_SOURCE DATA_:
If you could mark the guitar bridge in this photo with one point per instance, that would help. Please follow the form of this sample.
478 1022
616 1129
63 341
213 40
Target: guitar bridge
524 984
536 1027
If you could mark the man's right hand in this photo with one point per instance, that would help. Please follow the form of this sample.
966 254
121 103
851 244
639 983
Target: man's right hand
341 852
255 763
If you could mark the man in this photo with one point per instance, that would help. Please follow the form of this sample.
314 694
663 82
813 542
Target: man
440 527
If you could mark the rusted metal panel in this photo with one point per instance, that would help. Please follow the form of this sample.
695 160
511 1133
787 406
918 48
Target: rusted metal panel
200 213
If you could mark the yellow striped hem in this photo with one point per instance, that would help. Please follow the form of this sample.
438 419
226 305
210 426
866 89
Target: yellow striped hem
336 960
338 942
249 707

---

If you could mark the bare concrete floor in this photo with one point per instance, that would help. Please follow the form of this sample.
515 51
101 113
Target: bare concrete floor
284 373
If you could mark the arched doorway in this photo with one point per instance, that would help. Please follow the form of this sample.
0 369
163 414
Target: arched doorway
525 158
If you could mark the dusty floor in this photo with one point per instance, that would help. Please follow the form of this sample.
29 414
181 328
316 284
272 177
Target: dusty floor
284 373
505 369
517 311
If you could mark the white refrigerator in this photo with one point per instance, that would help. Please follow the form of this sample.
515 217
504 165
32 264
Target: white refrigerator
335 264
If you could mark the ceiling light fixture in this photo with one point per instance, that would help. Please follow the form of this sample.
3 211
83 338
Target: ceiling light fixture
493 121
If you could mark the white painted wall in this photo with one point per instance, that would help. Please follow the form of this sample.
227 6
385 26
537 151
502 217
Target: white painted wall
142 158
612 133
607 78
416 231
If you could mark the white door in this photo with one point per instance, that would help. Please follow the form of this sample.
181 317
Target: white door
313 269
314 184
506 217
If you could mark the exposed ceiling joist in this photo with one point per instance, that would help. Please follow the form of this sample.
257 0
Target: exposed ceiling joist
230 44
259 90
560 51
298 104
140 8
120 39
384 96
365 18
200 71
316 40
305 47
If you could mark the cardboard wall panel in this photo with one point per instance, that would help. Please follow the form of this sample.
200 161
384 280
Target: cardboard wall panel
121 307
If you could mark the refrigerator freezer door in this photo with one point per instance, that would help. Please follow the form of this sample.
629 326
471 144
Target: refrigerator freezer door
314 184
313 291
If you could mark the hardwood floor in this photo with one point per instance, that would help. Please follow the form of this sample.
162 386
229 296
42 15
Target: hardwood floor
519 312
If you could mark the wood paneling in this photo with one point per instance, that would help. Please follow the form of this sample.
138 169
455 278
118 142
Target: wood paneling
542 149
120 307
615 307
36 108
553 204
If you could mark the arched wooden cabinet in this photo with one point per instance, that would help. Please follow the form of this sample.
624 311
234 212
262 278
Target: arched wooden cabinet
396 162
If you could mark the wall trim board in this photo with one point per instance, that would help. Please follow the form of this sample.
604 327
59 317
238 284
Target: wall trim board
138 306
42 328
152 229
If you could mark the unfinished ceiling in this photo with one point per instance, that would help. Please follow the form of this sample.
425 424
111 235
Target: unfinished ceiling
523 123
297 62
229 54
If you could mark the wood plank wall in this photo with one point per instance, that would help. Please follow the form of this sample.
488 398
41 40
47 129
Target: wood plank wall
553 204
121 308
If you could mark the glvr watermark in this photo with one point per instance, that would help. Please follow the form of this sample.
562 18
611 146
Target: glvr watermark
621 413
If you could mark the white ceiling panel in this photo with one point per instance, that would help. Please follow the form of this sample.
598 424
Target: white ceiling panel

...

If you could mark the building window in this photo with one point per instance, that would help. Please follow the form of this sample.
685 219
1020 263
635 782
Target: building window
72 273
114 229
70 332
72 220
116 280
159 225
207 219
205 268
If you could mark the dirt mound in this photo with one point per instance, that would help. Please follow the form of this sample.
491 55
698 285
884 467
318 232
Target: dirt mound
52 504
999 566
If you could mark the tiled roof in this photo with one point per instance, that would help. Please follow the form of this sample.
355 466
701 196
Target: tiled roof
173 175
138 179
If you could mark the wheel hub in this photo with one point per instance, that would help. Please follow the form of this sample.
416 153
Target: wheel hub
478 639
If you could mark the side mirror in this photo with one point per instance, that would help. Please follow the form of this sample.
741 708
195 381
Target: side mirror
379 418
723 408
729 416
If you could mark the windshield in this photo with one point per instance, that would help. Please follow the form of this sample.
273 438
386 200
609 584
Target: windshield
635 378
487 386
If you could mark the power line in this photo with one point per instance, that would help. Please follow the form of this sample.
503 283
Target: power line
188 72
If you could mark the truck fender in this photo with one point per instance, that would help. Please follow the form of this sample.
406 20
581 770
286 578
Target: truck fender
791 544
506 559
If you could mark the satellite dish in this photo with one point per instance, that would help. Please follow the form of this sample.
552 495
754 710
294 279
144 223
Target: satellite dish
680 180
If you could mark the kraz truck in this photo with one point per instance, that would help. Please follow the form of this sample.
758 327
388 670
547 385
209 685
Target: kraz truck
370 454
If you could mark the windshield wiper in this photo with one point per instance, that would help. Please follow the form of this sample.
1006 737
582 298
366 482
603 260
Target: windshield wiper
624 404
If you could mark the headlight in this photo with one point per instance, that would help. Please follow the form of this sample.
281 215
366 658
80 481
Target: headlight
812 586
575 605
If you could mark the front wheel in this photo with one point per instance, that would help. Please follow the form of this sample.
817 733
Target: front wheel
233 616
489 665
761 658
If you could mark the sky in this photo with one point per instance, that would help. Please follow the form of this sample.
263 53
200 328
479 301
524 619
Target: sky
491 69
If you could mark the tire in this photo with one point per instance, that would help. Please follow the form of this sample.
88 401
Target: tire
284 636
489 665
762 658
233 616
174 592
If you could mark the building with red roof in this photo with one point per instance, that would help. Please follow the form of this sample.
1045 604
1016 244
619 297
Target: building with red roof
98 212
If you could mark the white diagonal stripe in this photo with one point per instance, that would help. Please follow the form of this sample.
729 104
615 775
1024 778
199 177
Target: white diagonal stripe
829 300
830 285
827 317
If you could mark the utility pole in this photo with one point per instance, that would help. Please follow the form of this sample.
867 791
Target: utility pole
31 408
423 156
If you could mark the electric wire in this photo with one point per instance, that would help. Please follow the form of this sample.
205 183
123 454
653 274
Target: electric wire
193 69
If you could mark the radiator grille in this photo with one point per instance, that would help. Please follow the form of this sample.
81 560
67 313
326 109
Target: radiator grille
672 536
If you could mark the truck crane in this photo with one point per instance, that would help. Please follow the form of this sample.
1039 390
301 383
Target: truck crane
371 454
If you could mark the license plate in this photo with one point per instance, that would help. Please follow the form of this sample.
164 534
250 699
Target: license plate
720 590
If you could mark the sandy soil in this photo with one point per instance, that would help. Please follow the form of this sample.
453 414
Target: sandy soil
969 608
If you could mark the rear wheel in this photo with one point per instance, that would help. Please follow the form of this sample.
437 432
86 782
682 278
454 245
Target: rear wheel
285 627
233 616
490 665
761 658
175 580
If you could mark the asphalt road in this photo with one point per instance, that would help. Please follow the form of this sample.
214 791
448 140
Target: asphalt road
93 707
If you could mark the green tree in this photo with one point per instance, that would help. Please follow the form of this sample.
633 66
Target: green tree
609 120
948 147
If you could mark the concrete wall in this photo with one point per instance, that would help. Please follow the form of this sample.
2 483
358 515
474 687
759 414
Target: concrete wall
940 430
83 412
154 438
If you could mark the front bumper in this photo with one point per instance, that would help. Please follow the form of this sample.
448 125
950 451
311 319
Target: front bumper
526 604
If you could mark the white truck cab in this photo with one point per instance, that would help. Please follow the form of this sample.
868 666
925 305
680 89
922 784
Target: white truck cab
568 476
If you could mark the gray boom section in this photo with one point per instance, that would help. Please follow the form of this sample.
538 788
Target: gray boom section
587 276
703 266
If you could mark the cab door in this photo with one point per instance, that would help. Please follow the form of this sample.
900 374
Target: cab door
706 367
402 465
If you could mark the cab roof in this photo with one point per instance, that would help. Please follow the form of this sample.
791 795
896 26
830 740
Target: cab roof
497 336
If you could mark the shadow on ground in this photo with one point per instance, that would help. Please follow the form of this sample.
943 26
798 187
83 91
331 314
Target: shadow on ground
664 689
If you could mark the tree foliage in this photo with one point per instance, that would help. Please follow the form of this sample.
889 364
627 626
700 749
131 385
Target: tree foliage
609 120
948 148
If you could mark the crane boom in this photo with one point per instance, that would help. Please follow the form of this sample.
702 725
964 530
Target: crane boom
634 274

_PROBLEM STATEMENT_:
Render the part above that opens with the line containing "If you could mark the glvr" and closes with the line containing "Target: white ceiling panel" as a JSON list of strings, one string per line and both end lines included. Leave out any blank lines.

_CORRECT OUTPUT_:
[
  "If you could mark the glvr watermark in this photo with one point per instance, that would help. Please follow the form of this sample.",
  "562 18",
  "611 146",
  "Target: glvr watermark",
  "621 413",
  "If you could mark the white ceiling panel in this photo with one point per instance, that would help. Please follow the form of this sample.",
  "598 424",
  "Target: white ceiling panel"
]